■ Exercise aim ■
Return the entries below verbatim. Pictures stay out.

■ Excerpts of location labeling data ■
**********

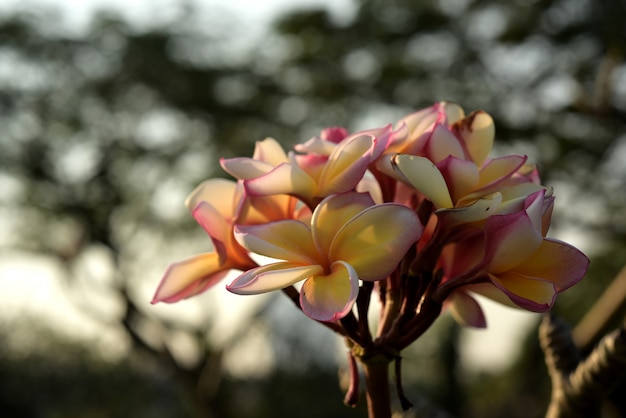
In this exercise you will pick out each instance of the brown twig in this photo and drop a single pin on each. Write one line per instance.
(579, 387)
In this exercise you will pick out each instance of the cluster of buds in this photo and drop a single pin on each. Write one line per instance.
(416, 213)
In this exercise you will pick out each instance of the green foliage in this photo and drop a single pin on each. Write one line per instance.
(103, 135)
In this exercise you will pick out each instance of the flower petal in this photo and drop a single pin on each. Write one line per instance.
(509, 241)
(244, 168)
(461, 176)
(330, 297)
(442, 144)
(189, 277)
(346, 165)
(222, 194)
(269, 151)
(477, 131)
(558, 262)
(212, 222)
(477, 211)
(374, 241)
(332, 214)
(285, 240)
(500, 169)
(422, 174)
(283, 179)
(272, 277)
(531, 294)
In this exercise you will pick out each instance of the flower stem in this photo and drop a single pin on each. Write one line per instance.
(377, 387)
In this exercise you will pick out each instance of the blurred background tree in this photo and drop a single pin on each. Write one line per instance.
(103, 134)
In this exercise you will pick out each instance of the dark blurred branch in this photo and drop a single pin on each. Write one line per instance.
(608, 309)
(580, 387)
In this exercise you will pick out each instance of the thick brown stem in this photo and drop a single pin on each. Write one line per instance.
(377, 387)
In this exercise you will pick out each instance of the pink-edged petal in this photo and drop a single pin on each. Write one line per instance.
(477, 211)
(212, 221)
(423, 175)
(509, 241)
(461, 176)
(442, 144)
(284, 240)
(346, 165)
(557, 262)
(466, 310)
(374, 241)
(458, 259)
(272, 277)
(334, 134)
(418, 122)
(244, 168)
(330, 297)
(499, 170)
(222, 194)
(316, 145)
(477, 132)
(534, 207)
(283, 179)
(531, 294)
(269, 151)
(189, 277)
(332, 214)
(514, 197)
(264, 209)
(453, 112)
(370, 185)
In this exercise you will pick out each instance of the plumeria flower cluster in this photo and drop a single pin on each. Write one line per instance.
(416, 214)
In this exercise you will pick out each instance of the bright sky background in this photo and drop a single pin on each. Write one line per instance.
(28, 285)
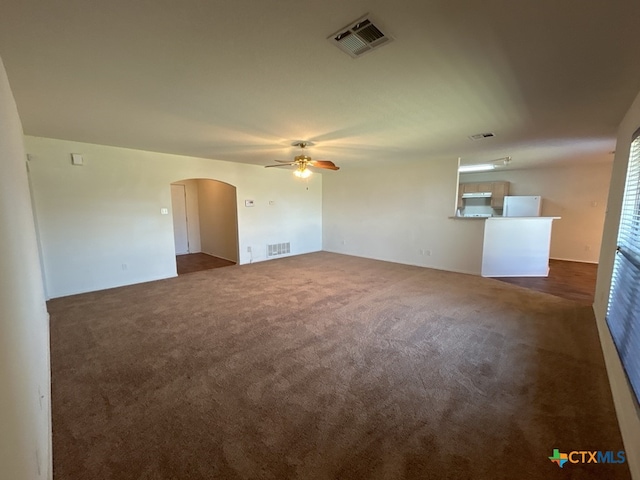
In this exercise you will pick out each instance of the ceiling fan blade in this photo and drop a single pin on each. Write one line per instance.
(281, 165)
(324, 164)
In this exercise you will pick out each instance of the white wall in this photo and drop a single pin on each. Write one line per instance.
(393, 212)
(193, 214)
(100, 223)
(25, 401)
(577, 193)
(628, 413)
(217, 205)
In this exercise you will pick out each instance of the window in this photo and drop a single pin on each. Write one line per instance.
(623, 312)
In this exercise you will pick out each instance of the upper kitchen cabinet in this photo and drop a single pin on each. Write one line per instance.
(497, 191)
(476, 187)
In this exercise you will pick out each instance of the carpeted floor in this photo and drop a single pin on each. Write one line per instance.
(325, 366)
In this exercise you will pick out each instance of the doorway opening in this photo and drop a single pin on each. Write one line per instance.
(205, 224)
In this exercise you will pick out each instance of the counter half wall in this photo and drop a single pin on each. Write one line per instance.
(516, 246)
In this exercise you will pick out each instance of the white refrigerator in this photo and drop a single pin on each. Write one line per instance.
(522, 206)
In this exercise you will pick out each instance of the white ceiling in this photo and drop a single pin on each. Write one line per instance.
(239, 80)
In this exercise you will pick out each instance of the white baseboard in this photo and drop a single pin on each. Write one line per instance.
(573, 260)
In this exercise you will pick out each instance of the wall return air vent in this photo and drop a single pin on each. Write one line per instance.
(360, 37)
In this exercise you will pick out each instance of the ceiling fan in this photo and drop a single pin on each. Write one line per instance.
(302, 162)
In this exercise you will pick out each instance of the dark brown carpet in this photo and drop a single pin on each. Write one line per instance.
(196, 262)
(326, 366)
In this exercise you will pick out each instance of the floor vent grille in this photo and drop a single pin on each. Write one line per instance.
(276, 249)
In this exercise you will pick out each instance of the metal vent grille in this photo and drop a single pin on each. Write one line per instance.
(360, 37)
(276, 249)
(480, 136)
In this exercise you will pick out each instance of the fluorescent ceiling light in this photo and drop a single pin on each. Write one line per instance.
(480, 167)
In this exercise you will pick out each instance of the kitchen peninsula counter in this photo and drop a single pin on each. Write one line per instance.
(516, 246)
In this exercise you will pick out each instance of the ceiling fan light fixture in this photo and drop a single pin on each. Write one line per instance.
(302, 172)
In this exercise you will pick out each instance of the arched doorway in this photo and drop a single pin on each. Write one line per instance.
(205, 224)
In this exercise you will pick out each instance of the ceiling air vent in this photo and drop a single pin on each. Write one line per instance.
(360, 37)
(480, 136)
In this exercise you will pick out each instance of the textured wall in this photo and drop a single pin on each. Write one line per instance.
(25, 405)
(401, 213)
(100, 223)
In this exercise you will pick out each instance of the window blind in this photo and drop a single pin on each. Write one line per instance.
(623, 312)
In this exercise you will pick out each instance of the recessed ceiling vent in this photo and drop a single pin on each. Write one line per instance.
(361, 37)
(480, 136)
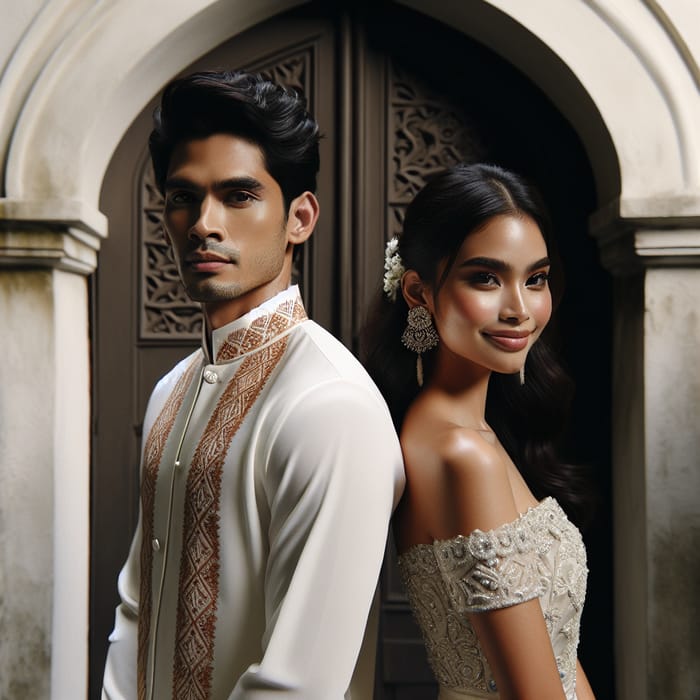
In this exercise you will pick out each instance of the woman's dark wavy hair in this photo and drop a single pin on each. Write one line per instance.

**********

■ The result ■
In this exercise you will pick out each instance of the brown twig in this photo and drop a single pin on each. Write one line per instance.
(579, 387)
In this exercise you will pick out each instance of the cluster of buds in this photo and drop a single pin on each. Write one line per instance.
(416, 213)
In this exercise you will pick out each instance of the green foliage in this photo and drop a single pin on each. Write one line per instance.
(103, 135)
In this exercise you will pick out each instance of the flower petal in this photo and drop a single pin on each. Write one line per instance.
(509, 241)
(244, 168)
(461, 176)
(330, 297)
(442, 144)
(189, 277)
(346, 165)
(222, 194)
(269, 151)
(477, 131)
(558, 262)
(212, 222)
(477, 211)
(374, 241)
(332, 214)
(285, 240)
(500, 169)
(422, 174)
(283, 179)
(272, 277)
(531, 294)
In this exercise you will pick out each instance of the flower stem in this photo and drop a single pin on each. Write one line per instance.
(377, 387)
In this exercise you will pick out each instance of the blurred background tree in this photo and drop a single pin on each. Write one line per instance.
(103, 134)
In this exercise you will pick out each instance of the dark blurred branch in this photo and drop a single pin on each. Write one line per instance.
(608, 309)
(580, 387)
In this exercise you will pick out each instance of the thick brown stem in this photo and drop a single pin on each. Write one line per instance.
(377, 387)
In this exercise you will pick out each instance of the pink-edged petal in this photo and drop a single pin on each. Write one line per instance.
(477, 211)
(212, 221)
(423, 175)
(509, 241)
(461, 176)
(442, 144)
(284, 240)
(346, 165)
(557, 262)
(466, 310)
(374, 241)
(458, 259)
(272, 277)
(334, 134)
(418, 122)
(244, 168)
(330, 297)
(499, 170)
(222, 194)
(316, 145)
(477, 132)
(534, 207)
(283, 179)
(531, 294)
(269, 151)
(189, 277)
(332, 214)
(514, 197)
(264, 209)
(453, 112)
(370, 185)
In this exercise you will pick out each instance of the plumeria flower cluster in this photo and drop a single pin on each. Write one line per instance.
(416, 214)
In this exercise you will pick out each instance of the bright sky background in this photo and drop a single pin on each. Write one line per instance.
(28, 285)
In this exercise you will pick out each instance of the ceiling fan blade in this photo and drop a single pin on each. Write one line per instance.
(281, 165)
(324, 164)
In this exercise you will pick out each instance of the white wall in this photo and drop a single pin on each. Write one line per instance.
(393, 212)
(193, 214)
(100, 223)
(25, 401)
(577, 193)
(628, 413)
(217, 205)
In this exercise you will pick out each instance of the window in this photo and drop a single pin on each. Write one line per instance.
(623, 312)
In this exercise you will pick out each instance of the upper kitchen cabinet in this photo and drop a single pin on each. Write one line per instance.
(497, 191)
(476, 187)
In this exercise you will pick out each instance of the carpeted floor in this photo and drop a single pin on each. Write one line per instance.
(325, 366)
In this exercise you will pick out each instance of the doorway opening in this photo and drop a single pin on each. Write one line per instance.
(205, 224)
In this exercise you will pick out each instance of the counter half wall in this photo and drop a single pin on each. Write one line per instance.
(516, 246)
In this exercise you will pick out each instance of the white refrigerator in this photo and drop a single pin on each. Write one line per instance.
(522, 206)
In this exercise you will pick out each instance of the white ceiling in this photo and drop a single pin on each. Write one line per instance.
(239, 80)
In this exercise you will pick out each instance of the white baseboard in this photo and drop a single pin on each. Write one line per instance.
(573, 260)
In this exercise you will pick out each instance of the wall return air vent in this photo and drop a single pin on each. Write one line per instance.
(360, 37)
In this exercise you will pick out each instance of the ceiling fan in this photo and drop a single pin on each. Write one line per instance.
(302, 162)
In this exercise you will pick out each instance of the dark brown carpet in this photo and drop a single pin on each. Write one line per instance.
(196, 262)
(326, 366)
In this exercise you will pick out each instance of the floor vent grille in this photo and drop a single pin on each. Write one line per instance.
(276, 249)
In this exercise you will pick out each instance of the metal vent grille in this photo and drop a single pin on each. Write one line per instance.
(360, 37)
(276, 249)
(480, 136)
In this exercise you will pick out each instance of the fluorescent ceiling light in this photo and drop a single pin on each. Write one line per instance.
(480, 167)
In this exercise you will pick out each instance of the kitchen peninsula counter in this photo and drop a single pin on each. Write one line per instance.
(516, 246)
In this exercise you will pick out each instance of the ceiling fan light fixture in this photo and drop a single pin on each. Write one line per instance.
(302, 172)
In this exercise you will pick out each instance of the arched doorway in this photo and drop a single pin on each. Write one line per instance.
(205, 224)
In this exercise you will pick out each instance of the ceiling air vent in this photo and drop a single pin on each. Write one line per instance.
(360, 37)
(480, 136)
In this exercise you will pick out each instance of the textured wall in this photo and drop a single pin on each. Write one line per instance.
(25, 405)
(401, 213)
(100, 223)
In this exercise you will pick out each instance of the window blind in this photo and drop a single pin on each. Write one line per instance.
(623, 312)
In this exercise you will pick out each instance of the recessed ceiling vent in this photo and drop a single pin on each. Write one line per instance.
(361, 37)
(480, 136)
In this exercise you will pick out each instance of the woman's dark wavy hair in this photo and drop a single pin on each. Write one line per instance.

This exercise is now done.